■ Task goal: Render the entries between the lines holding "Target: seat back" and "[(585, 419), (477, 419)]", inclusive, as a two-column CSV with headers input and output. Give one row per entry, put each field in double quotes, and replace line breaks with spaces.

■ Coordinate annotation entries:
============================================================

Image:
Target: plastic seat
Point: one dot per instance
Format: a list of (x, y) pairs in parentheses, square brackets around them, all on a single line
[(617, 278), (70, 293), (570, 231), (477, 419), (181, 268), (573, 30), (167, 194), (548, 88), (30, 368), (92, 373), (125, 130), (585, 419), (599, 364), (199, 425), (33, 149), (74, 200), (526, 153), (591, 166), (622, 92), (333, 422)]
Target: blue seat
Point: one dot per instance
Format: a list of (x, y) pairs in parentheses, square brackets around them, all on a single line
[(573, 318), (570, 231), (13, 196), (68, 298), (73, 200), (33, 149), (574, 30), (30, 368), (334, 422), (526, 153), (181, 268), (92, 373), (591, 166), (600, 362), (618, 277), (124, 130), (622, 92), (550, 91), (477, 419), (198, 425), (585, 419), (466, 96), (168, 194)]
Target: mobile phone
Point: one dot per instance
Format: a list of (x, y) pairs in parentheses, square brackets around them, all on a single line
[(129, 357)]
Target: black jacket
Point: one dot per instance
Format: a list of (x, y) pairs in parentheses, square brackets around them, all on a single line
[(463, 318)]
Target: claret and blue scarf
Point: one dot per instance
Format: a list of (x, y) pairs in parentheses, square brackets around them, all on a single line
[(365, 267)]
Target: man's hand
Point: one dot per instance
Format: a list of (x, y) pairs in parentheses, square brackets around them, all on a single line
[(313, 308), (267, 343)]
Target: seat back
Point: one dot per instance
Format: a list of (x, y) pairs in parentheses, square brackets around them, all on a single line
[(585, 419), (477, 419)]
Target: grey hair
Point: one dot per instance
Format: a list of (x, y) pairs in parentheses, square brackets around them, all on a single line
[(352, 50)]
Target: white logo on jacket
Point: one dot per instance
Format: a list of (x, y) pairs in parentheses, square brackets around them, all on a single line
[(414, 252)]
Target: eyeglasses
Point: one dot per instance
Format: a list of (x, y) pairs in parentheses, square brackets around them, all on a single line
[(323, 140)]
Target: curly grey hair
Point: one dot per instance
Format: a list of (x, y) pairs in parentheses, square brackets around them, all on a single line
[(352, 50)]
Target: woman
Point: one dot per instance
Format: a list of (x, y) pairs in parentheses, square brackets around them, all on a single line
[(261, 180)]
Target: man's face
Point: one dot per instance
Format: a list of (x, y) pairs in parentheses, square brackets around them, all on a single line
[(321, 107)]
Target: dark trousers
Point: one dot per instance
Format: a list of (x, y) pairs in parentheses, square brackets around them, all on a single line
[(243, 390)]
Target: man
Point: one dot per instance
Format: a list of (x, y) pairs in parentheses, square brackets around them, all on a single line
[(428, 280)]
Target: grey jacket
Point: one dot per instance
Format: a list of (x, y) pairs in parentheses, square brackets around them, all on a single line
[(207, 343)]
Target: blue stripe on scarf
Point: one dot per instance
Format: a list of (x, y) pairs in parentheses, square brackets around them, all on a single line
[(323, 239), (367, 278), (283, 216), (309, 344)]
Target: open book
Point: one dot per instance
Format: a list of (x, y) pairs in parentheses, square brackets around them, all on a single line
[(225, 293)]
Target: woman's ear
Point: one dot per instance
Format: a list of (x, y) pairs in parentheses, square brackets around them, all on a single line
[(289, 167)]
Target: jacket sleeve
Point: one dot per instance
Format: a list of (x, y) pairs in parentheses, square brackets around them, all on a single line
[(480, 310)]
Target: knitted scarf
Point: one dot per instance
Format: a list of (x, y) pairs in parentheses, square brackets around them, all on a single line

============================================================

■ Task answer:
input,output
"Target: seat back Point: one dot per instance Format: a list of (x, y) pairs in parentheses, square brackets around them, all on a single line","[(585, 419), (477, 419)]"